• TEXT TO READ
--------------------------------

Skip to main content

read_bench.go

read_bench.go - Overview

This file implements a command-line tool for benchmarking read performance in a Badger database. It supports random reads using multiple goroutines, full database scans using iterators, and allows configuration of cache sizes and read-only mode.

Detailed Documentation

var readBenchCmd

var readBenchCmd = &cobra.Command{
Use: "read",
Short: "Read data from Badger randomly to benchmark read speed.",
Long: `
This command reads data from existing Badger database randomly using multiple go routines.`,
RunE: readBench,
}
  • Purpose: Defines a cobra command readBenchCmd for benchmarking Badger read performance.
  • Properties:
    • Use: The command's name is "read".
    • Short: A short description of the command.
    • Long: A longer description of the command.
    • RunE: Specifies the function readBench to execute when the command is run.

var sizeRead

var sizeRead atomic.Uint64 // will store size read till now
  • Purpose: An atomic unsigned 64-bit integer to store the total size of data read during the benchmark.

var entriesRead

var entriesRead atomic.Uint64 // will store entries read till now
  • Purpose: An atomic unsigned 64-bit integer to store the total number of entries read during the benchmark.

var startTime

var startTime time.Time     // start time of read benchmarking
  • Purpose: Stores the starting time of the read benchmark.

--------------------------------

• PROBLEMS
(1) In the read_bench.go documentation, transcribe everything from "var sizeRead atomic.Uint64" down to "data read during the benchmark.".
(2) According to the read_bench.go documentation, which function runs when the "read" command is executed?
Work only from the read_bench.go documentation.

• RAW DATA

--------------------------------

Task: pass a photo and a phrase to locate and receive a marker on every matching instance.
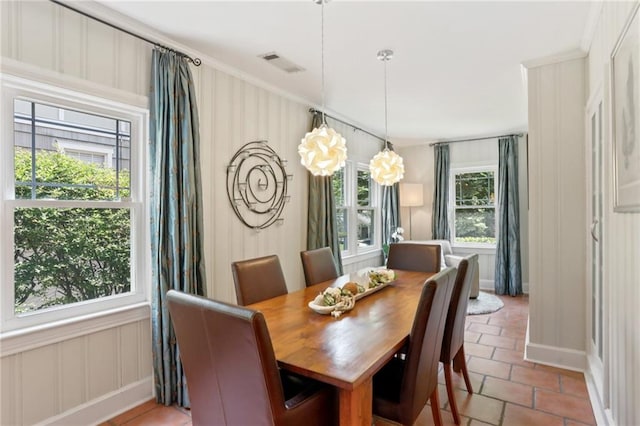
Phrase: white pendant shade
(386, 167)
(323, 151)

--------------------------------

• WORKED ANSWERS
(1)
var sizeRead atomic.Uint64 // will store size read till now
  • Purpose: An atomic unsigned 64-bit integer to store the total size of data read during the benchmark.

(2) readBench